WHAT YOU HAVE TO DO: Count the lines in the entries below that contain the string "segment". Reply with the number alone.

— start RECORDS TO USE —

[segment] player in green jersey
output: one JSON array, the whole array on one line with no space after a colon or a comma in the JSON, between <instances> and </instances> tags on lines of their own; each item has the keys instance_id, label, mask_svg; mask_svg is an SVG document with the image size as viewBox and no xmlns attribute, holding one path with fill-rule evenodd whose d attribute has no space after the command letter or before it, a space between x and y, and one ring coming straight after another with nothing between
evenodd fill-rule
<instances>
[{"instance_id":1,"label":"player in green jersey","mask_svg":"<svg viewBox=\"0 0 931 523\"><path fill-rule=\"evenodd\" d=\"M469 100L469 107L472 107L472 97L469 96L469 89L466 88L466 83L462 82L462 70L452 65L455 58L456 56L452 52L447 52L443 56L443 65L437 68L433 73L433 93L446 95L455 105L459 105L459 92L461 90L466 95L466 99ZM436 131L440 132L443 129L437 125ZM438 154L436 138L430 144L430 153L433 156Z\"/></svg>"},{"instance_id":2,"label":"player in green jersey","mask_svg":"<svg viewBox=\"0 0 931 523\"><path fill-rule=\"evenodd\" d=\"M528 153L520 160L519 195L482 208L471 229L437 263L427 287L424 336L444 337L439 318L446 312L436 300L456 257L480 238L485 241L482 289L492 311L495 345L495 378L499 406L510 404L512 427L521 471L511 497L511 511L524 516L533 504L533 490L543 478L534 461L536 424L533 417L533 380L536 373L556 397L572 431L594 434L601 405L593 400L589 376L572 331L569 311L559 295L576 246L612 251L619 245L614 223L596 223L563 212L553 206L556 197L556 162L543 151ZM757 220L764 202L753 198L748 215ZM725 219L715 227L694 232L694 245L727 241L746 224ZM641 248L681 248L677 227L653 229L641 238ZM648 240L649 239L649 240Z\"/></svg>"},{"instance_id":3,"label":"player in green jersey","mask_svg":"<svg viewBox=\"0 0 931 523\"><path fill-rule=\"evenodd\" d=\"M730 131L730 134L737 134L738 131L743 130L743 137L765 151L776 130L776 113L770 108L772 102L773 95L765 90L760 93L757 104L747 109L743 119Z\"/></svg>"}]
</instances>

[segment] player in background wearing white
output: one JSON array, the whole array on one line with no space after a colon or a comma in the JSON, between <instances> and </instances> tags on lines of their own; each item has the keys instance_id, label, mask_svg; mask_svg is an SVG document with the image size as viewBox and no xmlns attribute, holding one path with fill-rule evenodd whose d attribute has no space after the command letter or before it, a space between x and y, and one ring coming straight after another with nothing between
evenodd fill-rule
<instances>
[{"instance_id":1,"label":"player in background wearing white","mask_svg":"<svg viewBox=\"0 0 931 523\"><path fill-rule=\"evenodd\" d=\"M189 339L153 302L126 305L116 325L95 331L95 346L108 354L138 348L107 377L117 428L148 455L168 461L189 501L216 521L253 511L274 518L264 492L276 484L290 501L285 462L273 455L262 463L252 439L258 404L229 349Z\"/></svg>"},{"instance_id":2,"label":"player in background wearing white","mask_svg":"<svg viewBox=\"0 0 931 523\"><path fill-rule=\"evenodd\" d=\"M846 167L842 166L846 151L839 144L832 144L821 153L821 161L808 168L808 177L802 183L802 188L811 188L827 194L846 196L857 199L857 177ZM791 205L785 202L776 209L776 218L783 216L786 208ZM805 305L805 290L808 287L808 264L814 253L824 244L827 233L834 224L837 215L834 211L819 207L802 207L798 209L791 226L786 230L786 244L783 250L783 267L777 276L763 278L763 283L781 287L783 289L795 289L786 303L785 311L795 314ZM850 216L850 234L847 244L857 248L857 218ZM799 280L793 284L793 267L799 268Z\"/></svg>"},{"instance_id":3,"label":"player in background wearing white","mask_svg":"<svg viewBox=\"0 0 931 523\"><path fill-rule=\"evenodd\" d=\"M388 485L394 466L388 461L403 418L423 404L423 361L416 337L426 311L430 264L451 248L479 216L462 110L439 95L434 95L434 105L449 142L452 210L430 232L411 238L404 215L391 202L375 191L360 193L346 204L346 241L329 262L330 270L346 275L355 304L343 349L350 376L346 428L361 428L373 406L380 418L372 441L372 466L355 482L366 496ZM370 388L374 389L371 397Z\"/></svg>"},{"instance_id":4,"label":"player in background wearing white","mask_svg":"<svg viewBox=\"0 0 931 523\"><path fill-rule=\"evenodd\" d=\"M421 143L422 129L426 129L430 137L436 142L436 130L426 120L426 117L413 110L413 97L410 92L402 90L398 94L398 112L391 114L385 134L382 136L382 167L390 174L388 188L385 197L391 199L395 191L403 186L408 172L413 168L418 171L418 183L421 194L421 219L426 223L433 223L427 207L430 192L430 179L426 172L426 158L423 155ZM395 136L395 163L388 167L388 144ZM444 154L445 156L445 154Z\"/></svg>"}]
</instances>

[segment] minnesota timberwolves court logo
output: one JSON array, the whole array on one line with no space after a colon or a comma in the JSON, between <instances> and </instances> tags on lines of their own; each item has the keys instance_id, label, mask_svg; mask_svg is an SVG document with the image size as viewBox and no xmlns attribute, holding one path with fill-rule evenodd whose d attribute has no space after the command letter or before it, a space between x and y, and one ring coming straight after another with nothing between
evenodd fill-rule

— end RECORDS TO USE —
— start RECORDS TO USE —

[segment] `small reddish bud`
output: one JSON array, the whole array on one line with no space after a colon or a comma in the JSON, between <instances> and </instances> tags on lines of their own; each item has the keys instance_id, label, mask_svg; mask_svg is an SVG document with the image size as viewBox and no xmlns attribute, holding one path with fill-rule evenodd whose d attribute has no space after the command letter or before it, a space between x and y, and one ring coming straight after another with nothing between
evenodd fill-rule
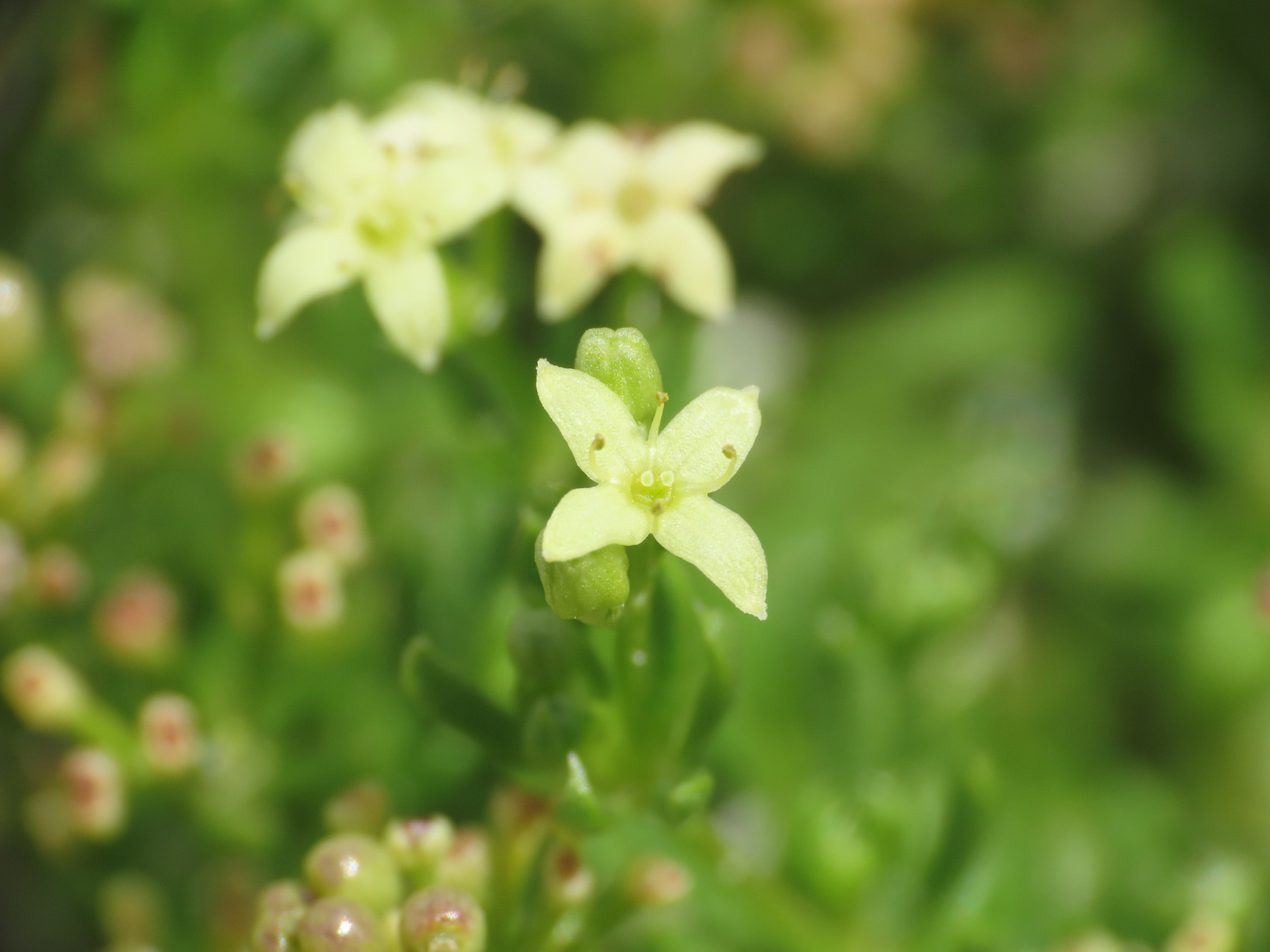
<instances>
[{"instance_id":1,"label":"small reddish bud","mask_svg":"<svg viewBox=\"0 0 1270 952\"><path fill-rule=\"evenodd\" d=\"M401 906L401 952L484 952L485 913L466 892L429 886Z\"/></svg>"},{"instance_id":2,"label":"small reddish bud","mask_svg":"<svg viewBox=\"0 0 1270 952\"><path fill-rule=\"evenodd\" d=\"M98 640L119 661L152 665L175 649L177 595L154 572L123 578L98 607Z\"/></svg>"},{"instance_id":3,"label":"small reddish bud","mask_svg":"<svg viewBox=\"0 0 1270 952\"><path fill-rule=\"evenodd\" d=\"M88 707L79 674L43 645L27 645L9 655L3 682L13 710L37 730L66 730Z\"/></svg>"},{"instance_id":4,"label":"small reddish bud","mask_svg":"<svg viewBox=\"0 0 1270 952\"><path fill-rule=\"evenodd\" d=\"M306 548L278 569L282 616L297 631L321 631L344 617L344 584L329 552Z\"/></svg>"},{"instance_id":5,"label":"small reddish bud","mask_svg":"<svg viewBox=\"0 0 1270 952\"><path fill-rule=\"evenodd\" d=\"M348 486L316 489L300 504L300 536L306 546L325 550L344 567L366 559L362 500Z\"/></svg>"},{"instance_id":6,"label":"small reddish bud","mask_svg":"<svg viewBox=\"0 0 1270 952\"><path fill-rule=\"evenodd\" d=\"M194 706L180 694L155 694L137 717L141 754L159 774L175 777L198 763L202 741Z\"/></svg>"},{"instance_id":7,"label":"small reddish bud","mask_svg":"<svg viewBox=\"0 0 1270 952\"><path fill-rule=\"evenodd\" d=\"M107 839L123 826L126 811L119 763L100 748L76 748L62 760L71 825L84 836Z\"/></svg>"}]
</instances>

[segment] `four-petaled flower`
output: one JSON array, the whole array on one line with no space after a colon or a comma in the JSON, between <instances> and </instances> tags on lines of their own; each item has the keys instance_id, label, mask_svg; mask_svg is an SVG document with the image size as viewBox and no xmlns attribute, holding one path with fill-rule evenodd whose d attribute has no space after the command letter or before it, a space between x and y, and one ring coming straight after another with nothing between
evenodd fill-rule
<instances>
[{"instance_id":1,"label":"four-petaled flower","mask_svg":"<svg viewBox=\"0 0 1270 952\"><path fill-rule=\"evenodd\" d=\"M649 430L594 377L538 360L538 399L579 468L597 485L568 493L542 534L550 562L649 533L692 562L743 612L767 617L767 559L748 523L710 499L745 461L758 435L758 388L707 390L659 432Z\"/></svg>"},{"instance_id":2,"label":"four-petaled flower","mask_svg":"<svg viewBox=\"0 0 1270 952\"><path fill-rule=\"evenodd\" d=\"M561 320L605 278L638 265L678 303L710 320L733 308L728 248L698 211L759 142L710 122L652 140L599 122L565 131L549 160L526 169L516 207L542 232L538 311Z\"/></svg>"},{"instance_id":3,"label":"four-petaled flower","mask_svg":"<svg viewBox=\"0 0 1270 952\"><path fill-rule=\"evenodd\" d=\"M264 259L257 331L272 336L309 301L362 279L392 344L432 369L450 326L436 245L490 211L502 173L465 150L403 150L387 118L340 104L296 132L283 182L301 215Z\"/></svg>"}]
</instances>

— end RECORDS TO USE —

WRITTEN RESPONSE: 5